• **Document segment**:
·····

Friday 11 October 2013

The art of putting myths in the picture

PORTOBELLO beach, and Paul Reid was down on his hands and knees positioning a little golden goblet into the sand.
As the waves rolled in, Cockenzie Power Station's chimneys to his right, the promenade chippies and cafes behind, he captured image after image on his camera, each angle, each shadow, every gleam of sunlight on its gilded curves, all recorded, filed and saved.

Back home in the "bland room" he calls his studio - bland and empty because most of what Paul does tends to leave and not come back, destined instead to hang on the walls of wealthy art lovers - the little golden cup and his beach snaps were propped up in preparation for Hercules' arrival, muscular and a bit dishevelled, salty spray from the Atlantic drying in his hair and the cool water lapping at his bare feet.


Today the cup, the beach, the Greek hero and Penicuik-based artist Paul are at a New Town art gallery preparing for one of the most eagerly anticipated art exhibitions of the Festival.
On the walls of The Scottish Gallery in Dundas Street hang the results of intense labour, meticulously detailed realistic paintings that at first glance might look as if they've time travelled from an age when art wasn't all about unmade beds and pickled cows, yet on closer inspection are curiously modern: half men-half beasts of Greek mythology against backgrounds that could be - and sometimes are - strikingly familiar, in their hands or at their feet little glimpses of the modern world that shouldn't be there but still somehow don't look out of place.
Combined, they make up the latest collection of work by an increasingly acclaimed artist whose art school tutors originally sighed and said he was doing it all wrong, but who now counts royalty and famous patrons among his ardent fans.
Eventually someone will spend thousands and take home the Hercules painting - there are two to choose from - the little goblet that sat at Portobello sand now depicted as the giant vessel granted to him by Helios (the sun) so he could sail to Erythia where he was to kill a three-headed giant and bring home his cattle.

·····

• **Extracted entries**:
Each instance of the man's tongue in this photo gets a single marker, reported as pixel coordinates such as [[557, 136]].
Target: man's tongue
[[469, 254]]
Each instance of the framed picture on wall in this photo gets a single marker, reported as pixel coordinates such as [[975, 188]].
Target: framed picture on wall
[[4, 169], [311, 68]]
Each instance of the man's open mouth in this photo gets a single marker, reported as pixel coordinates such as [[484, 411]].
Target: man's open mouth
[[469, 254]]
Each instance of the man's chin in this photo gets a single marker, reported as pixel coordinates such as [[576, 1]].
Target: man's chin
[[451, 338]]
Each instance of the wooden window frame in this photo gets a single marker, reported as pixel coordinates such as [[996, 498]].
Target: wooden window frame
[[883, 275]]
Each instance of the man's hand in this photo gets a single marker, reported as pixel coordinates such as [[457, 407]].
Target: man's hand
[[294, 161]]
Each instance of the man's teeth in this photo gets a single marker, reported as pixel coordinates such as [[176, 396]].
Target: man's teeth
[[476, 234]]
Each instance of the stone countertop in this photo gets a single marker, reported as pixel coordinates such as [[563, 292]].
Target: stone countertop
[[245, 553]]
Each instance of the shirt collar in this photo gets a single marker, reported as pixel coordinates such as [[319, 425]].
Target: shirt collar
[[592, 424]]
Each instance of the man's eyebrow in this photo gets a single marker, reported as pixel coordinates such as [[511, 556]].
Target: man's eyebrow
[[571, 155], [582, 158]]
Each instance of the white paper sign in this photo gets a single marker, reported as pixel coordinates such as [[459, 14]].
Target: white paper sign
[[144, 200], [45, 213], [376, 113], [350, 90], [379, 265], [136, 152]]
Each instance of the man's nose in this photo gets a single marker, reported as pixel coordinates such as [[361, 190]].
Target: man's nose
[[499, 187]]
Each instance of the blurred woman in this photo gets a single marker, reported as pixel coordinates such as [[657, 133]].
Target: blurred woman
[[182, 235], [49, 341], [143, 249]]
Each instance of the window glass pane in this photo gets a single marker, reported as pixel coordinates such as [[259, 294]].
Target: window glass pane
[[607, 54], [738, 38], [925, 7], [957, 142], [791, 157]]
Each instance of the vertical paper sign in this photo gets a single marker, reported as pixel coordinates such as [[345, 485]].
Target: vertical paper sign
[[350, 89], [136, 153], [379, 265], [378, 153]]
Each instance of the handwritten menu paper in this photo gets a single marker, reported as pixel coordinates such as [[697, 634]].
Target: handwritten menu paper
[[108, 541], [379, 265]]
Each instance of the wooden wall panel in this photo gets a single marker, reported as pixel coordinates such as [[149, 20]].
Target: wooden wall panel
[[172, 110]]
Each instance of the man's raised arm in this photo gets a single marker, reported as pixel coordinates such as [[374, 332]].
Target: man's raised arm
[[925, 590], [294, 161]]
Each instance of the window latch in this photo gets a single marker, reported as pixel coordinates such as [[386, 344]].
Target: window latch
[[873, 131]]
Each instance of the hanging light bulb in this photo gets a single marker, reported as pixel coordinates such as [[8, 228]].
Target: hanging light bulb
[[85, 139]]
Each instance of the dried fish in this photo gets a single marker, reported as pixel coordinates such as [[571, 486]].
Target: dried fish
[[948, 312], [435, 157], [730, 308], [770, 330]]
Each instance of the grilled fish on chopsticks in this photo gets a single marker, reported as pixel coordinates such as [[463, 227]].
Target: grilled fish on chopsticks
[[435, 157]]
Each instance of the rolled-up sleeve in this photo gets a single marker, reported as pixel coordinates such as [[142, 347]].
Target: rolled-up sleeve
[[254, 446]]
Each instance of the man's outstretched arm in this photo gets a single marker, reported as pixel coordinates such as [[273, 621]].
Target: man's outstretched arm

·····

• **Goals**:
(1) Summarize the article about Paul Reid's exhibition in two sentences.
(2) Write out everything in the article about Paul Reid's exhibition from "The art of putting" down to "into the sand.", substituting "chalice" for "goblet".

• **Outputs by task**:
(1) Penicuik-based artist Paul Reid photographed a little golden goblet on Portobello beach for a painting of Hercules, and that work now hangs with others at The Scottish Gallery in Dundas Street as he prepares for one of the Festival's most eagerly anticipated exhibitions. His meticulously detailed paintings set half-man, half-beast figures of Greek mythology against strikingly familiar backgrounds with glimpses of the modern world, and though his art school tutors once said he was doing it all wrong, he now counts royalty and famous patrons among his fans.

(2)
The art of putting myths in the picture

PORTOBELLO beach, and Paul Reid was down on his hands and knees positioning a little golden chalice into the sand.